━━━━━ DATA EXTRACT ━━━━━
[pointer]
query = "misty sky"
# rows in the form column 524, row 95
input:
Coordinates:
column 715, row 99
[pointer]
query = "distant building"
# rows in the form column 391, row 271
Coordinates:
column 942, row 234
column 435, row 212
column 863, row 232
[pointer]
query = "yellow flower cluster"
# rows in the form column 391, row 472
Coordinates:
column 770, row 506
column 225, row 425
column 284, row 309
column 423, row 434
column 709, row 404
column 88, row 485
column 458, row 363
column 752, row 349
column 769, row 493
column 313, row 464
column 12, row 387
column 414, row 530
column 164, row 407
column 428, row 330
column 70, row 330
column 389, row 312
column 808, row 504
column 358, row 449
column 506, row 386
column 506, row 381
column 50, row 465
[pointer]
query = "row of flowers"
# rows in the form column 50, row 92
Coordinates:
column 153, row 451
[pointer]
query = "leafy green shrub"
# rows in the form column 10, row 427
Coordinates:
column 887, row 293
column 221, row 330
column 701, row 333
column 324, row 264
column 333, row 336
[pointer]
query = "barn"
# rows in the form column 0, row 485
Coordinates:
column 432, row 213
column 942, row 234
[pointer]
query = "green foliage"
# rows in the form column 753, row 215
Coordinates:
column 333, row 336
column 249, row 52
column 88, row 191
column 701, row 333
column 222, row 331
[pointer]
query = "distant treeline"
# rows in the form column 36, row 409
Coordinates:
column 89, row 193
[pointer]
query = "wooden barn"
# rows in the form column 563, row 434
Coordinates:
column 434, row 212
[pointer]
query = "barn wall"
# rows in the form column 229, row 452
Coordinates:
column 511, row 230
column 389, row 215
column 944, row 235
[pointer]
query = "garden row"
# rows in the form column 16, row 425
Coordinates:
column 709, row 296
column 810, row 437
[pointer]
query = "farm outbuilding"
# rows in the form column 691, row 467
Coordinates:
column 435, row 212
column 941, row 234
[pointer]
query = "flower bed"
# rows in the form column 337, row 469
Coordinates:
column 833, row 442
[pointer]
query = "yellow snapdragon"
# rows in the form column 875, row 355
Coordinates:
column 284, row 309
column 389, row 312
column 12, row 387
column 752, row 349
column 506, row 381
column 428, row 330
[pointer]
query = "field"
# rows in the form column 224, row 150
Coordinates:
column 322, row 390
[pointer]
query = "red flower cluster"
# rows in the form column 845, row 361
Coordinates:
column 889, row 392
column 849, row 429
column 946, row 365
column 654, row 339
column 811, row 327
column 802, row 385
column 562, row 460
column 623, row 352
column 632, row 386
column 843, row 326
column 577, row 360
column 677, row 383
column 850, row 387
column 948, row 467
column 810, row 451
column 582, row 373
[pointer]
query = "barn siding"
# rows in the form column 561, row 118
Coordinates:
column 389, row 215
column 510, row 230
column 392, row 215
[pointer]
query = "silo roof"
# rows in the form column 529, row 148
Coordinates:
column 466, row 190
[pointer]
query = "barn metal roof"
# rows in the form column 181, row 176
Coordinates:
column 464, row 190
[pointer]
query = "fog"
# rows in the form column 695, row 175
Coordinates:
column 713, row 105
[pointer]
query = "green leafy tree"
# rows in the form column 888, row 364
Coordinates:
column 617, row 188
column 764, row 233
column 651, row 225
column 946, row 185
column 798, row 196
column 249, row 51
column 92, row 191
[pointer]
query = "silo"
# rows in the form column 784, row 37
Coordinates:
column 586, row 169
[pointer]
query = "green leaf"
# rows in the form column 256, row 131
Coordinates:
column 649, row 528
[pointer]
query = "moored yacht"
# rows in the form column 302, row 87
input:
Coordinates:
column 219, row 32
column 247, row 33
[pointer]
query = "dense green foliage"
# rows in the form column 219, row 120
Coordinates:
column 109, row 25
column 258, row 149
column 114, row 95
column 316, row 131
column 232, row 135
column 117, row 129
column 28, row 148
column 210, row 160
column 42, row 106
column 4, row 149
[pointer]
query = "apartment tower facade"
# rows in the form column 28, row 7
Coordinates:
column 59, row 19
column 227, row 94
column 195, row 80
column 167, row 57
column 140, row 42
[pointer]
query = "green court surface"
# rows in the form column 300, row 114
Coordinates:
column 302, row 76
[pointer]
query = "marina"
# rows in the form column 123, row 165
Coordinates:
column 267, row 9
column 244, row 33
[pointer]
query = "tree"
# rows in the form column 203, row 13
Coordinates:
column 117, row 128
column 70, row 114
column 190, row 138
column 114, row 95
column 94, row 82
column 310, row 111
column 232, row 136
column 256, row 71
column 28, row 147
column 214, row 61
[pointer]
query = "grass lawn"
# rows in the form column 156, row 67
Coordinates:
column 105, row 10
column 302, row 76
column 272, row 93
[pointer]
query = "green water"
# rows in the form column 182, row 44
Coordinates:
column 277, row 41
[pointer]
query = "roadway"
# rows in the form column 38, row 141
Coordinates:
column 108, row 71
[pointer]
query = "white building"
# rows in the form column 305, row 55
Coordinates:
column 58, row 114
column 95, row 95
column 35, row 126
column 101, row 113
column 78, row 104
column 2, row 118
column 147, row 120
━━━━━
» **THE REQUEST**
Copy the records above word for word, from their first line through the line containing "column 944, row 235", with both ends included.

» **RIGHT ANSWER**
[pointer]
query = "misty sky"
# rows in the form column 524, row 95
input:
Coordinates:
column 715, row 99
[pointer]
query = "distant building"
# rows in the form column 391, row 271
Coordinates:
column 942, row 234
column 435, row 212
column 863, row 232
[pointer]
query = "yellow flower cluster"
# rows in the form column 391, row 472
Coordinates:
column 770, row 506
column 225, row 425
column 284, row 309
column 423, row 434
column 709, row 404
column 88, row 485
column 458, row 363
column 752, row 349
column 769, row 493
column 313, row 464
column 12, row 387
column 414, row 530
column 164, row 407
column 428, row 330
column 70, row 330
column 389, row 312
column 808, row 504
column 358, row 449
column 506, row 386
column 506, row 381
column 50, row 465
[pointer]
query = "row of flowers"
# rows in the form column 50, row 92
Coordinates:
column 153, row 451
[pointer]
query = "leafy green shrub"
# rows in the form column 10, row 427
Coordinates:
column 887, row 293
column 221, row 330
column 701, row 333
column 324, row 264
column 333, row 336
[pointer]
query = "barn"
# rows in the form column 0, row 485
Coordinates:
column 432, row 213
column 942, row 234
[pointer]
query = "green foliage"
# rows in the form column 753, row 215
Coordinates:
column 333, row 336
column 249, row 52
column 88, row 191
column 701, row 333
column 222, row 331
[pointer]
query = "distant treeline"
# rows in the form column 36, row 409
Coordinates:
column 89, row 193
[pointer]
query = "wooden barn"
# rows in the form column 563, row 434
Coordinates:
column 434, row 212
[pointer]
query = "barn wall"
# rows in the form column 229, row 452
Coordinates:
column 511, row 230
column 389, row 215
column 944, row 235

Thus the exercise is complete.